TASKS AND EXERCISES:
1. Can you write out, word for word, the stretch from "The Ghost of Christmas Present" through "to other people." in the passage about Maria?
2. Answer these from the passage about Maria:
(a) In what month and year did Sam change his mind about his feelings for Maria?
(b) What instrument is Kieron Patel talented at playing?
(c) On what date was Maria born?

PASSAGE PROVIDED:

+ + + + +

In the episode "We Serve All Who Come To Us", it became clear Maria had developed a crush on Sam Strachan. However, the feeling was not mutual, so their relationship did not develop past friendship for quite some time. Sam changed his mind about his feelings for Maria in December 2008. Unfortunately Sam's newly arrived long-lost son, Kieron Patel a talented violinist, also developed feelings for Maria. While she liked him, she preferred Sam. Not wanting to come between them, she stayed in Holby when they left for New York City.

In the episode "Maria's Christmas Carol", it was revealed that Maria was born on 15 October 1987, the day before the Great Storm, when the Ghost of Christmas Past showed her the events surrounding her birth.

The Ghost of Christmas Present showed a patient dying because she forgot to meet him for Christmas lunch. This was to show her how important she is to other people.

+ + + + +

STORED DATA:

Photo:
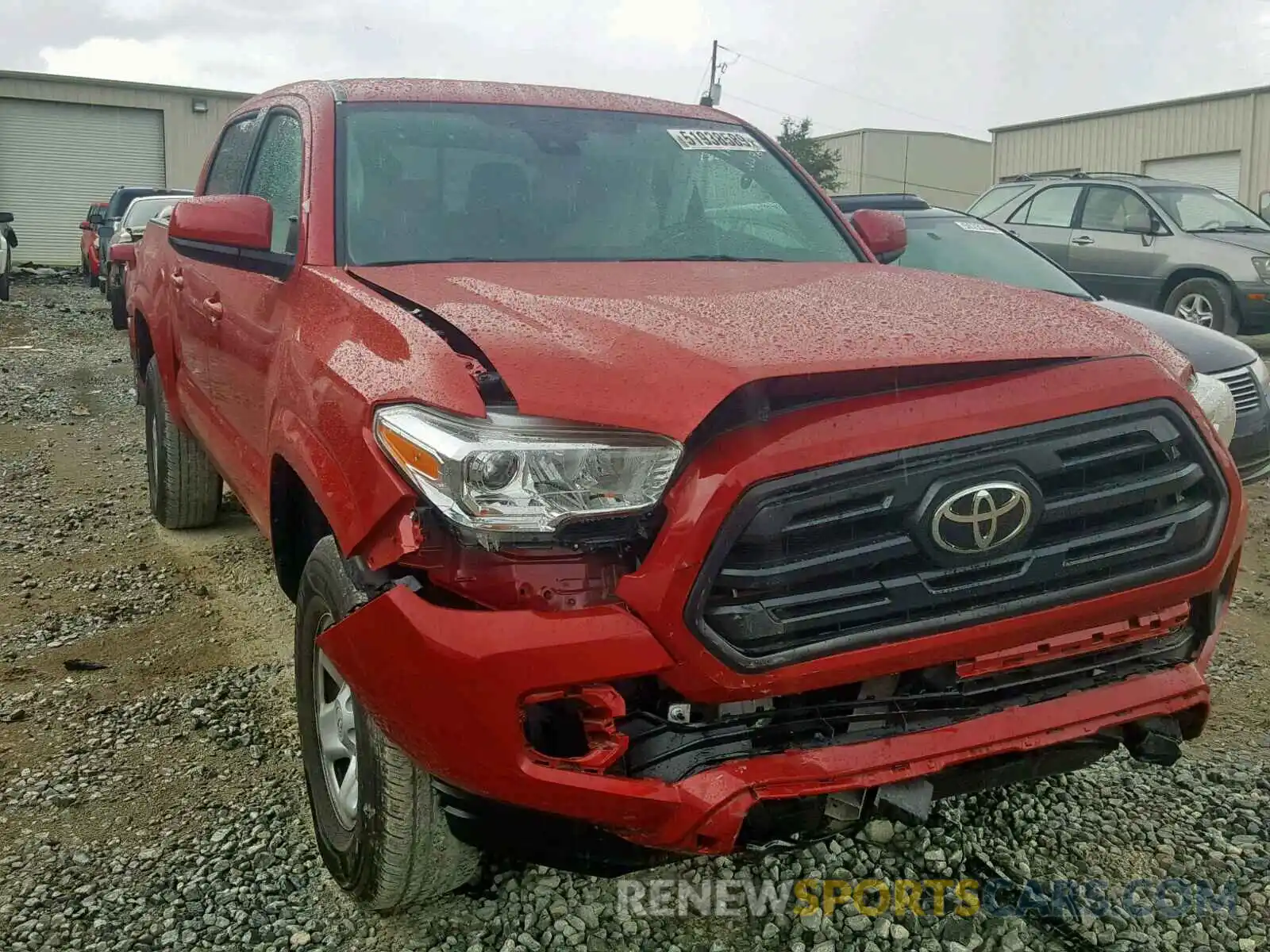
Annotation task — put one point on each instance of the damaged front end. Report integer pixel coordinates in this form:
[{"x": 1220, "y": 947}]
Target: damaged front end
[{"x": 598, "y": 677}]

+ + + + +

SOLVED PROBLEMS:
1.
The Ghost of Christmas Present showed a patient dying because she forgot to meet him for Christmas lunch. This was to show her how important she is to other people.

2.
(a) December 2008
(b) The violin
(c) 15 October 1987